What the task asks = Rewrite the entries below, replacing "Locate" with "Find" wherever it occurs and leaving everything else the same. Leave the pictures out of your answer.

● ● ●

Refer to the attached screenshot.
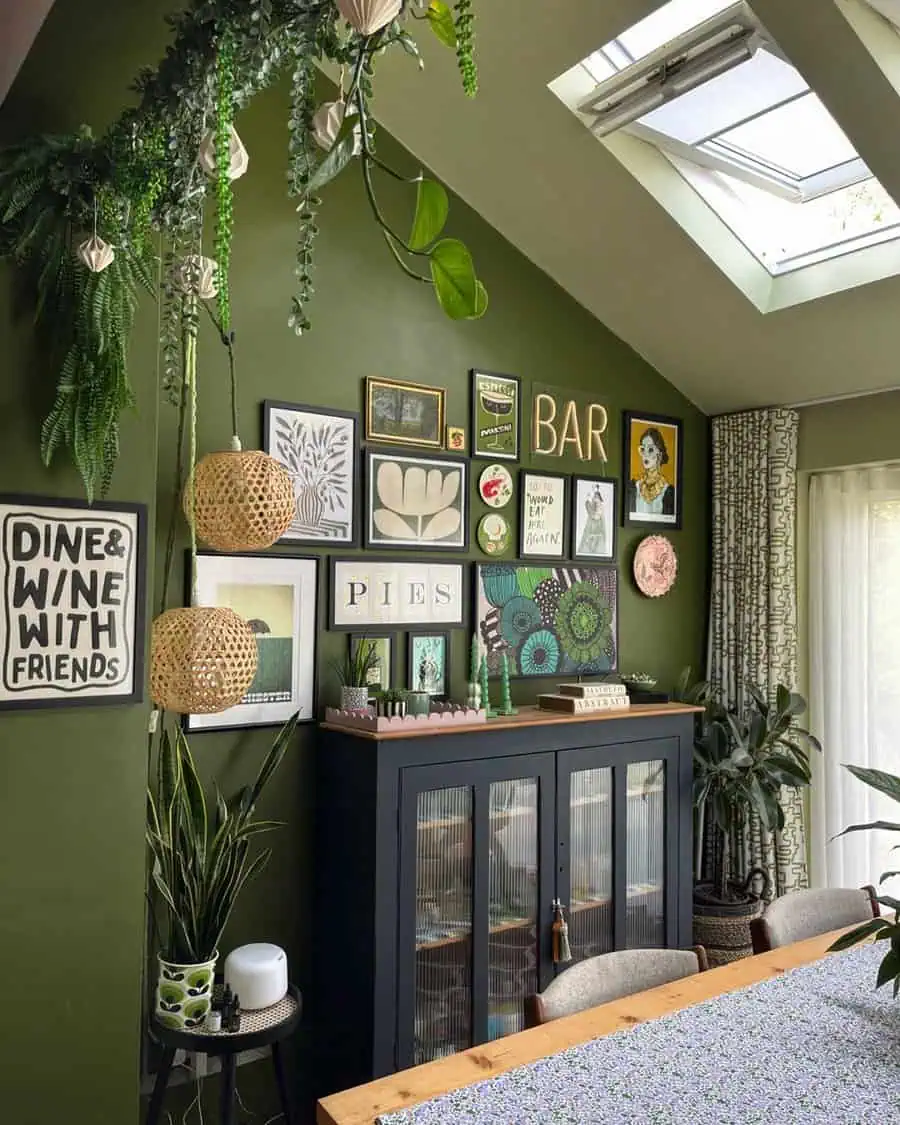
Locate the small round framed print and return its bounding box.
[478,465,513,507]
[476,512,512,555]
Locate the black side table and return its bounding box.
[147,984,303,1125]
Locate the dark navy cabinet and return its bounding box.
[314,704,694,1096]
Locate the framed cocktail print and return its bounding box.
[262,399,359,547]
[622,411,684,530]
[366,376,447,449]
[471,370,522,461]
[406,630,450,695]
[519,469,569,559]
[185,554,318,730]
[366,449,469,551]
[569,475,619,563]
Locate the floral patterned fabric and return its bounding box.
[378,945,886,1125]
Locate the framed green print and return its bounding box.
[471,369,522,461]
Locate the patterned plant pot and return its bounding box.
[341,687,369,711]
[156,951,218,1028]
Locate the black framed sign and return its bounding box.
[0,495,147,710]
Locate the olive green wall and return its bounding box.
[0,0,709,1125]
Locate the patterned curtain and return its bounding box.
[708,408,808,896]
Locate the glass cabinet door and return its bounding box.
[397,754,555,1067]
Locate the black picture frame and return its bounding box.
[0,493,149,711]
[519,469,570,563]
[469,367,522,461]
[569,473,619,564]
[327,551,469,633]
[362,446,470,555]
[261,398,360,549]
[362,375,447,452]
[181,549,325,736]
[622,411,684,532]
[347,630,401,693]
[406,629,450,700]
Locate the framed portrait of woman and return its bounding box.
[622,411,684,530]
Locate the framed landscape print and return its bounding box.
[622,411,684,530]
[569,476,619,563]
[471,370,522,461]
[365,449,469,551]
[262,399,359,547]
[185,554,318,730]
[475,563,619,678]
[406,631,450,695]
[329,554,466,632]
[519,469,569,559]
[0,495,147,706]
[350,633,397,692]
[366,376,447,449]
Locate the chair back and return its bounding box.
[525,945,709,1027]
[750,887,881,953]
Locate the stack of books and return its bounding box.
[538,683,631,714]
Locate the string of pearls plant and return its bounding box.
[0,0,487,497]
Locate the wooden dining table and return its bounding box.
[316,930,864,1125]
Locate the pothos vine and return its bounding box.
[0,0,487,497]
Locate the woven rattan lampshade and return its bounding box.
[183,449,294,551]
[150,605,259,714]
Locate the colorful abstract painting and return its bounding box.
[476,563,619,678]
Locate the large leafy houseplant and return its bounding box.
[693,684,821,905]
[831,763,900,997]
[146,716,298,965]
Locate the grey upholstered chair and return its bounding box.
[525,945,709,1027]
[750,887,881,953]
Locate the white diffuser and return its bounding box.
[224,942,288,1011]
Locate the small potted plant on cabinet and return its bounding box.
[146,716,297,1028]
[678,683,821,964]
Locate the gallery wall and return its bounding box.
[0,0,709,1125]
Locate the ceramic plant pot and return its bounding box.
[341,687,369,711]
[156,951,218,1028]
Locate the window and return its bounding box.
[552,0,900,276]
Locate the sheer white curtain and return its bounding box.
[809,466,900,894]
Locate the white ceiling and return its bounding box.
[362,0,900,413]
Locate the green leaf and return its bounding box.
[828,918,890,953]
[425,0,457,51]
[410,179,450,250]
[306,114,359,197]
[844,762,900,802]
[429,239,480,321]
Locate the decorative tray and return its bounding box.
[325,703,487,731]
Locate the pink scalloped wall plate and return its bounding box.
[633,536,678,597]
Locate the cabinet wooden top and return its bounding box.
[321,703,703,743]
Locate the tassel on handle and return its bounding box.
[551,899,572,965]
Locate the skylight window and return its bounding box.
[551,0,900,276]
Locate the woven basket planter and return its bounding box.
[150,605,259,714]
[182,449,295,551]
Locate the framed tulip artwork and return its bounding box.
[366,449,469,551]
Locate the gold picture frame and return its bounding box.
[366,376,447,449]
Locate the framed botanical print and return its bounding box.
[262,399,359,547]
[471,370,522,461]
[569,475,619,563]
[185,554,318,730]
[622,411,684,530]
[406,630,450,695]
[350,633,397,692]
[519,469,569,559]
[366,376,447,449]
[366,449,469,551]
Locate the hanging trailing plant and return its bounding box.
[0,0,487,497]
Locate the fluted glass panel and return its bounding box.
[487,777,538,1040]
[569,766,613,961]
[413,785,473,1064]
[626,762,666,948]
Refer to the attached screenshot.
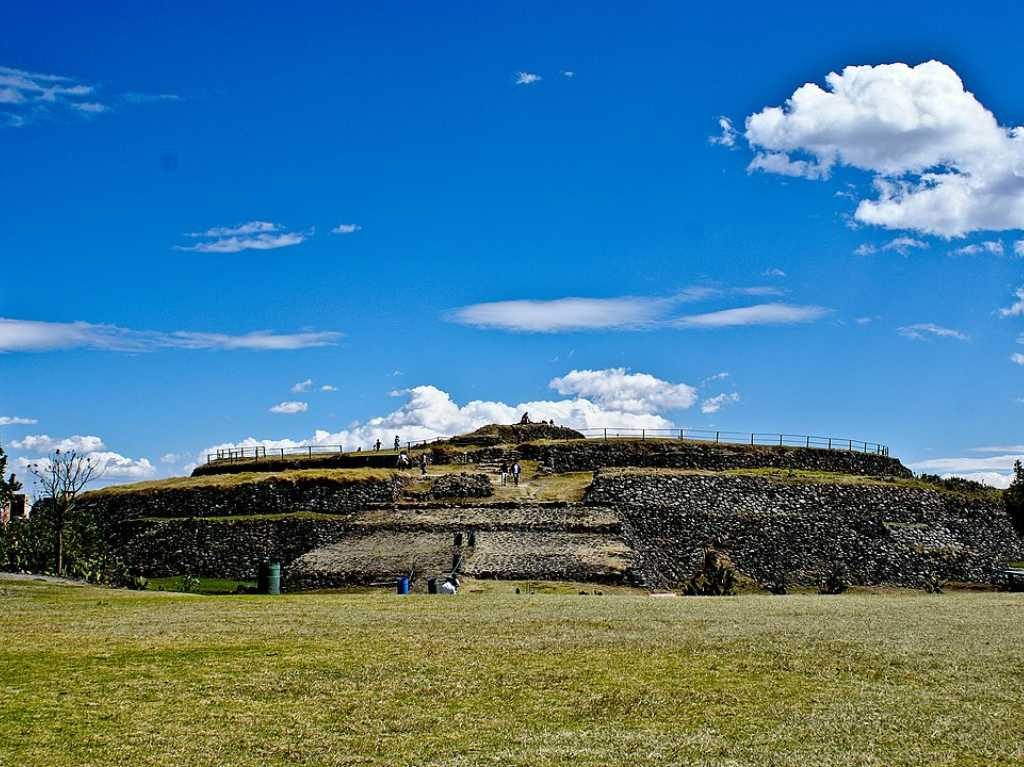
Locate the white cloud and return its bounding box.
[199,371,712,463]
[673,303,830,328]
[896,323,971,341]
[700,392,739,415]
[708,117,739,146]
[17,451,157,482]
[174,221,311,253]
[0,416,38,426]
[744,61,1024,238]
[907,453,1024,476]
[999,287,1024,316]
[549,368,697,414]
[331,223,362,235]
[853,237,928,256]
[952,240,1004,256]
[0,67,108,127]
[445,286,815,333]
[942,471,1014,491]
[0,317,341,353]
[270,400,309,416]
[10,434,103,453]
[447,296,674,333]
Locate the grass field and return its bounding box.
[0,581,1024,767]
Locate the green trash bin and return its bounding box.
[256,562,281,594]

● ● ●

Complete answer =
Refer to the attached screenshot.
Find the small round framed print and return its bounding box.
[478,465,513,507]
[476,512,512,555]
Find the black side table and return its bounding box.
[147,984,303,1125]
Find the dark navy cabinet and return its bounding box.
[314,704,694,1096]
Find the framed cocktail print and return its bounding box.
[262,399,359,547]
[622,411,684,530]
[366,376,447,449]
[471,370,522,461]
[406,630,450,695]
[519,469,569,559]
[185,554,318,730]
[366,449,469,551]
[569,475,619,563]
Find the floral patterned fabric and return its bounding box.
[378,945,886,1125]
Find the framed green print and return its bounding box.
[471,369,522,461]
Find the patterned plant pot and return its bounding box.
[341,687,369,711]
[156,951,218,1028]
Find the black framed sign and return its bounding box.
[0,495,147,710]
Find the olive green wall and return its bounding box.
[0,0,709,1125]
Find the patterned curtain and return its bounding box.
[708,408,808,896]
Find the glass cabinet door and return its bounding box.
[397,754,555,1067]
Find the black picture frame and return its bounding box.
[0,493,149,711]
[519,469,570,563]
[469,367,522,461]
[569,473,619,564]
[327,551,469,633]
[362,446,470,555]
[261,398,360,549]
[362,375,447,452]
[181,549,325,736]
[622,411,684,532]
[347,630,401,693]
[406,629,450,700]
Find the framed portrait of woman and return its bounding box.
[622,411,684,530]
Find the framed landscape print and return its bounding box.
[622,411,684,530]
[569,476,619,563]
[471,370,522,461]
[365,449,469,551]
[262,399,359,547]
[185,554,318,730]
[475,563,619,678]
[406,631,450,695]
[329,554,466,632]
[519,469,569,559]
[0,495,147,706]
[350,633,397,692]
[366,376,447,449]
Find the chair back and return its bounding box.
[525,945,709,1027]
[750,887,881,953]
Find the stack of books and return its bounding box.
[538,683,631,714]
Find the string of pearls plant and return its bounding box.
[0,0,487,497]
Find the wooden dining table and return its bounding box.
[316,930,864,1125]
Find the pothos vine and return its bounding box.
[0,0,487,497]
Find the woven rattan lampshade and return its bounding box.
[183,449,294,551]
[150,605,259,714]
Find the colorful abstract painting and return its bounding box.
[476,563,619,678]
Find the large leafy houseplant and return its bounding box.
[693,684,821,905]
[831,763,900,997]
[146,716,298,965]
Find the grey upholstered chair and return its bounding box.
[525,945,709,1027]
[750,887,881,953]
Find the white diffuser and return its bounding box.
[224,942,288,1011]
Find the small potted plant on cabinet and return its bounding box.
[146,716,297,1028]
[678,683,821,964]
Find the gallery wall and return its bounding box.
[0,0,709,1125]
Find the ceramic plant pot and return its bounding box.
[341,687,369,711]
[156,951,218,1028]
Find the window and return its bounding box.
[552,0,900,276]
Find the sheer white curtain and return its bounding box.
[809,466,900,894]
Find the white ceiling and return its bounding box.
[362,0,900,413]
Find the green leaf and return its bounding box.
[828,918,890,953]
[425,0,457,51]
[410,179,450,250]
[306,114,359,197]
[844,762,900,802]
[429,239,480,321]
Find the decorative tray and return its bounding box.
[325,703,487,731]
Find the pink scalloped wall plate and return its bounding box.
[633,536,678,597]
Find the cabinet wooden top and return its bounding box.
[321,703,703,743]
Find the tassel on handle and return its bounding box.
[551,899,572,965]
Find the skylight window and return its bounding box.
[551,0,900,276]
Find the woven basket planter and return its bounding box.
[150,605,259,714]
[182,449,295,551]
Find the framed tulip artwork and return its bounding box.
[366,449,469,551]
Find the gold picture frame and return its bounding box.
[366,376,447,449]
Find the framed botanical print and return its bounding box.
[262,399,359,547]
[471,370,522,461]
[569,475,619,563]
[185,554,318,730]
[622,411,684,530]
[406,630,450,695]
[350,633,397,692]
[519,469,569,559]
[366,376,447,449]
[366,449,469,551]
Find the hanging trailing plant and return its bounding box.
[0,0,487,497]
Find the fluted glass panel and return its bounding box.
[487,777,538,1040]
[569,766,613,961]
[413,785,473,1064]
[626,762,666,948]
Refer to the attached screenshot.
Find the white cloud and return its bounding box.
[199,371,712,463]
[673,303,830,328]
[896,323,971,341]
[700,392,739,415]
[708,117,739,146]
[17,451,157,482]
[174,221,311,253]
[0,416,38,426]
[744,61,1024,238]
[907,453,1024,476]
[999,287,1024,316]
[549,368,697,414]
[331,223,362,235]
[853,237,928,256]
[952,240,1004,256]
[0,67,108,127]
[445,286,815,333]
[942,471,1014,491]
[0,317,341,353]
[270,400,309,416]
[10,434,103,453]
[447,296,674,333]
Find the grass field and return its bounding box.
[0,581,1024,767]
Find the green trash bin and return its bounding box.
[256,562,281,594]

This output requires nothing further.